Vorliegender Textauszug —
Wie sah der Glaube des jungen Mädchens aus? Sie glaubte sicher nicht, dass Elischa über Zauberkräfte verfügt. Sie wusste: Gott kann durch ihn heilen, und zwar auf übernatürliche Weise, d.h. durch direktes Eingreifen.

„Gott kann“, so ihre Überzeugung. Aber wie sah denn Gottes Eingreifen in ihrem Leben aus? Christen tauschen sich heute gerne über ihre Gotteserfahrung aus. Was hätte das junge Mädchen da zu bieten gehabt? Verschleppt und versklavt und von Gott vergessen. Vielleicht hat sie so wie David in Psalm 13 gebetet: „Herr! Hast du mich für immer vergessen? Wie lange noch willst du dich denn noch verbergen? Wie lange sollen mich die Sorgen quälen, der Kummer Tag für Tag an meinem Herzen nagen?“ (V. 2–3) Oder in Psalm 22: „Mein Gott, mein Gott, warum hast du mich verlassen? Warum hörst du nicht, wie ich schreie, warum bist du so fern?“ (V. 2)

Das sind die Ausrufe eines Gläubigen in der Bibel, Sätze aus den Psalmen, dem Gebetsbuch der Kirche. Sie drücken die Erfahrung der Abwesenheit Gottes aus. Es ist natürlich nicht falsch, seinen Glauben auch mit Gotteserfahrungen zu begründen. Aber der Knackpunkt ist doch: Wie gehen wir mit der Erfahrung der Abwesenheit Gottes um? Lassen wir dann den Glauben fahren? Halten wir dann nicht mehr am Glauben fest?

Ausgewählte Daten —

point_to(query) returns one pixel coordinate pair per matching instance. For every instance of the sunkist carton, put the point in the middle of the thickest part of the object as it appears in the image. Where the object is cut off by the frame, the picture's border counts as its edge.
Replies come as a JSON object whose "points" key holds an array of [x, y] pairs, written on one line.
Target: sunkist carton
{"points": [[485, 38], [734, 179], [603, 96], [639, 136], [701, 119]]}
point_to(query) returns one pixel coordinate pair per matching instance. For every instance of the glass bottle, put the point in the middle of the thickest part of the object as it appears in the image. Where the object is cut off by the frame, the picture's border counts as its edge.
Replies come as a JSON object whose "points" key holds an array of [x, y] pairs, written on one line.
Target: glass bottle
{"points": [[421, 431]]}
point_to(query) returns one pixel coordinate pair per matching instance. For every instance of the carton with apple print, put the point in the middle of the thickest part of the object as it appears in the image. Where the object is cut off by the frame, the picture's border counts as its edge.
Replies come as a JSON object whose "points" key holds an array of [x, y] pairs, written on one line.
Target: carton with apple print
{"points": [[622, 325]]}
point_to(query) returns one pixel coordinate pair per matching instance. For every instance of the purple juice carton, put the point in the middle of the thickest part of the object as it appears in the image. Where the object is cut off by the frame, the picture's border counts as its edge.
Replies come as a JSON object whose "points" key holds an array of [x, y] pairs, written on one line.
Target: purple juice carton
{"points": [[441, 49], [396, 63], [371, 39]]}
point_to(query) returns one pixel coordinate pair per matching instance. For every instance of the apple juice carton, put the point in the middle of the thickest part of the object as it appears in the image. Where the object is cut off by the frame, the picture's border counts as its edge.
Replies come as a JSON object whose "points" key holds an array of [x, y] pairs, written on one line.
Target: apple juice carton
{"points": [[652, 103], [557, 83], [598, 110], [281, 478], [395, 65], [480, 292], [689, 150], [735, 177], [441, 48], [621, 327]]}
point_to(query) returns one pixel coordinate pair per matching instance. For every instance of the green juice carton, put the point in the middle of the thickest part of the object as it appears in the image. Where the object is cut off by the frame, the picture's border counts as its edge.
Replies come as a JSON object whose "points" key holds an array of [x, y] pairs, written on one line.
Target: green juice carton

Aufgaben —
a – Erkläre anhand des Textauszugs über den Glauben des jungen Mädchens, warum sie nicht glaubte, dass Elischa über Zauberkräfte verfügt. Antworte in ein bis drei Sätzen.
b – Setze den Textauszug über den Glauben des jungen Mädchens nach seinem letzten Satz fort.

Antworten pro Aufgabe —
a – Sie wusste, dass Gott durch Elischa heilen kann. Dieses Heilen geschieht auf übernatürliche Weise, also durch Gottes direktes Eingreifen, und nicht durch eigene Zauberkräfte Elischas.

b –
Erfahrungen bestätigen den Glauben. Aber unser Glaube ruht letztlich nicht auf den Erfahrungen, die wir machen. Denn sie sind höchst unterschiedlich und schwanken. Der Glaube ruht auf den Zusagen Gottes in seinem Wort. Wer den Worten Gottes von Herzen glaubt, der hat, was sie versprechen – so Luther immer wieder. Im Glauben klammern wir uns letztlich an Gott selbst, denn er schwankt nicht. „Darum verlasst euch auf den Herrn immerdar; denn Gott der Herr ist ein Fels ewiglich.“ (Jes 26,4)

Natürlich schenkt Gott auch Freude und Segen und Heilsgewissheit. Aber man mache sich nichts vor: im Leben der jungen Frau in der Fremde, in Damaskus, wird es viele Tränen und Verzweiflung gegeben haben. Und dennoch glaubte sie und gab Zeugnis von dem Gott, der wunderbar eingreifen kann – obwohl er es in ihrem Leben so spektakulär nicht getan hat. Das ist vorbildlicher Glaube!

In der gesamten Geschichte in 2 Könige 5 sind die eigentlichen Helden die Namenlosen. Naaman ist es zu dumm, im Jordan unterzutauchen; er will eine anständige Heilung, und zwar durch den Propheten persönlich. Seine Diener müssen ihn davon abhalten, verärgert zurückzureisen; sie reden ihm gut zu. Ohne diese einsichtigen Diener und ohne das unbekannte Mädchen wäre nichts in dieser Geschichte passiert. In den entscheidenden Situationen handelten sie richtig. Gott nutzte ihr Reden und Tun. Naaman wird nicht nur geheilt; er bekennt, „dass es nur in Israel einen Gott gibt, der helfen kann, sonst nirgends auf der Welt“ (V. 15). Er opfert nun nur noch diesem Gott (V. 17).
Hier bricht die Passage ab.